▸ MATERIAL PROVIDED:
___
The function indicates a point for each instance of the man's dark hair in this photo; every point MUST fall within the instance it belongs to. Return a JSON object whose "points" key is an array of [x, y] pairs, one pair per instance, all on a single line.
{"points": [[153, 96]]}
___
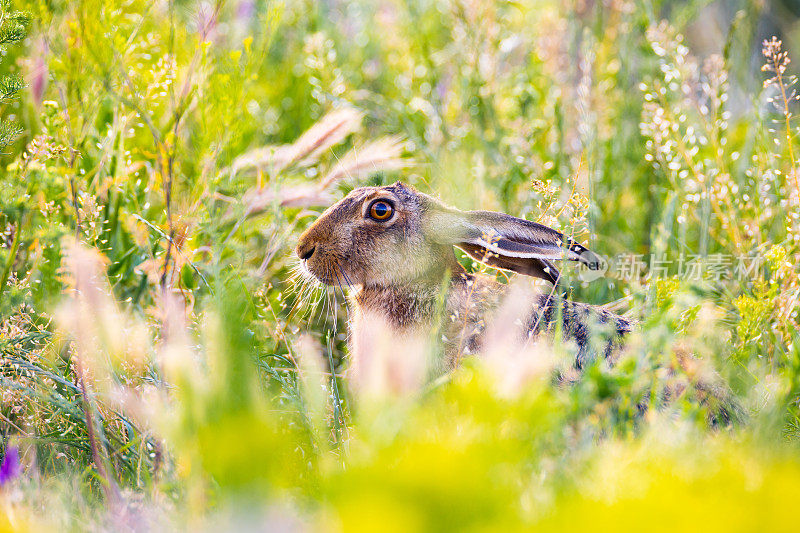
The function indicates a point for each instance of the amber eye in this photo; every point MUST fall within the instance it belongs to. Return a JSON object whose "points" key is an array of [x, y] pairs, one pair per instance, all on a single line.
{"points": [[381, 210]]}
___
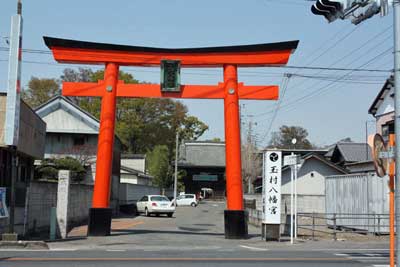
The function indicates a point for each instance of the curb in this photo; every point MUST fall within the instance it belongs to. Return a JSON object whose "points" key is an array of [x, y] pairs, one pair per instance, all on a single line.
___
▸ GIVEN REQUEST: Pick out each line in the records that contains the word "hair" and copy it out unchanged.

▸ RESULT OF THIS EXERCISE:
The function indicates a point for each instance of the man's dark hair in this photo; every point MUST fall within the instance it belongs to. Return a JSON object whose "points" key is an array of [x, y] pairs, one pair per instance, all on a single line.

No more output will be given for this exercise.